Aufgabe: Stelle die unterschiedlichen Blickwinkel ausführlich dar.

3. Wandelnde Weltbilder und ungenügende Sprache

Welt- und Menschenbilder sind durch die Jahrhunderte verschieden – oder auch weltweit unterschiedlich kulturell geprägt. Die Verabsolutierung eines Weltbildes wird zur Ideologie. Wenn andere dazu gezwungen werden, eine Weltanschauung zu übernehmen, herrscht keine Freiheit mehr vor, sondern Totalitarismus. Der Mensch selbst kann sich und seine Welt nicht absolut sehen, er wandelt sich ständig (jüdisch-christlich gesprochen: Der Mensch ist als Ebenbild Gottes ein Geheimnis wie Gott ein Geheimnis ist).

Die Sprache ist begrenzt. Wörter / Texte können nie alles aussagen, was der Mensch aussagen möchte. Unsere Sprache vermittelt aufgrund der Begrenztheit ein begrenztes Weltbild.

Wer sich mit Pferden beschäftigt, kennt viele Begriffe, um die Pferde voneinander zu unterscheiden: Rappe, Schimmel, Fuchs, Schecke, Wallach, Hengst, Füllen, Stute, Kaltblüter, Warmblüter, Vollblut, Hannoveraner, Trakehner… – wer sich mit Pferden nicht auskennt, sagt nur: ein schwarzes Pferd! Das bedeutet, während manche nur ein schwarzes Pferd sehen, sehen andere eben ein vielfältiges Wesen. Sie können ganz anders über die Pferde reden, weil sie ein breiteres Spektrum an Wörter haben.

Das gilt für alle Bereiche. Auch die der Philosophie, der Naturwissenschaften, der Theologie usw. Aber dennoch ist die Sprache begrenzt, so viel Möglichkeiten sie auch bietet. Und wenn eben eine Kultur nicht viel – zum Beispiel – mit einem Pferd zu tun hat, dann sieht sie weniger als Kulturen, die viel mit Pferden zu tun haben. Kulturen, die eine begrenzte Sprache haben, haben auch ein in der jeweiligen Hinsicht begrenztes Weltbild. Das betrifft nicht nur einzelne Kulturen, sondern den Menschen überhaupt. Er hat eine begrenzte Sprache. Er versucht sie immer weiter auszudehnen, zum Beispiel in der Dichtung, in der Philosophie, der Theologie – aber auch dieser Versuch zeigt, dass die Sprache begrenzt ist.

▶ _DATENAUSZÜGE_:
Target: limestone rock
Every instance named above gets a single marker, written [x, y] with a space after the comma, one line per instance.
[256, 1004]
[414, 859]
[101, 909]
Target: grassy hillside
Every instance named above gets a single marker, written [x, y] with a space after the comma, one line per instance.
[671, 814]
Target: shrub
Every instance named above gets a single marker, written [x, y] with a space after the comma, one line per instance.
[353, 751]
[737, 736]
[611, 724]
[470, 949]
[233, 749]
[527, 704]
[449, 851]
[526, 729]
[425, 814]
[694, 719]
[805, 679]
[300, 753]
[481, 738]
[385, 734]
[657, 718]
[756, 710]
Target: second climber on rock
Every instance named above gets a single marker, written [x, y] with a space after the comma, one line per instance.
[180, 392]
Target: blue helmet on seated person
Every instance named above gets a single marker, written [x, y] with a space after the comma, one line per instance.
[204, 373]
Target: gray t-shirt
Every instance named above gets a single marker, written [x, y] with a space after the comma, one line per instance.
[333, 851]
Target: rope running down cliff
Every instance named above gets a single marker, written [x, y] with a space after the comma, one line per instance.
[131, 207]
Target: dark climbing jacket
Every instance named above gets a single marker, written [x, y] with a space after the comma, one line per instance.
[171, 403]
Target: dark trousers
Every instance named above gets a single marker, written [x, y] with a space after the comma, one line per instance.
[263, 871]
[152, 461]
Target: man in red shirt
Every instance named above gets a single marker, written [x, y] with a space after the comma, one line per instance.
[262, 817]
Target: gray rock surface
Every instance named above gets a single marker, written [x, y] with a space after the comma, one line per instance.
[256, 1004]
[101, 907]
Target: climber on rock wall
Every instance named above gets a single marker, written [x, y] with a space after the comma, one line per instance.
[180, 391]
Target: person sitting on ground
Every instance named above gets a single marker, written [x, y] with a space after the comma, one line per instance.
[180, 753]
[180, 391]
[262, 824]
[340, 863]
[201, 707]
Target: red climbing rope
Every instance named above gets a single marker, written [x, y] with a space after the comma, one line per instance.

▶ _ZIEL_:
Gib bitte den Textabschnitt von „3. Wandelnde Weltbilder“ bis „ein Geheimnis ist).“ wieder und ändere dabei „Totalitarismus“ in „Gewaltherrschaft“. Die Daten stammen aus einer anderen Quelle.

▶ _ANTWORT ZUR AUFGABE_:
3. Wandelnde Weltbilder und ungenügende Sprache

Welt- und Menschenbilder sind durch die Jahrhunderte verschieden – oder auch weltweit unterschiedlich kulturell geprägt. Die Verabsolutierung eines Weltbildes wird zur Ideologie. Wenn andere dazu gezwungen werden, eine Weltanschauung zu übernehmen, herrscht keine Freiheit mehr vor, sondern Gewaltherrschaft. Der Mensch selbst kann sich und seine Welt nicht absolut sehen, er wandelt sich ständig (jüdisch-christlich gesprochen: Der Mensch ist als Ebenbild Gottes ein Geheimnis wie Gott ein Geheimnis ist).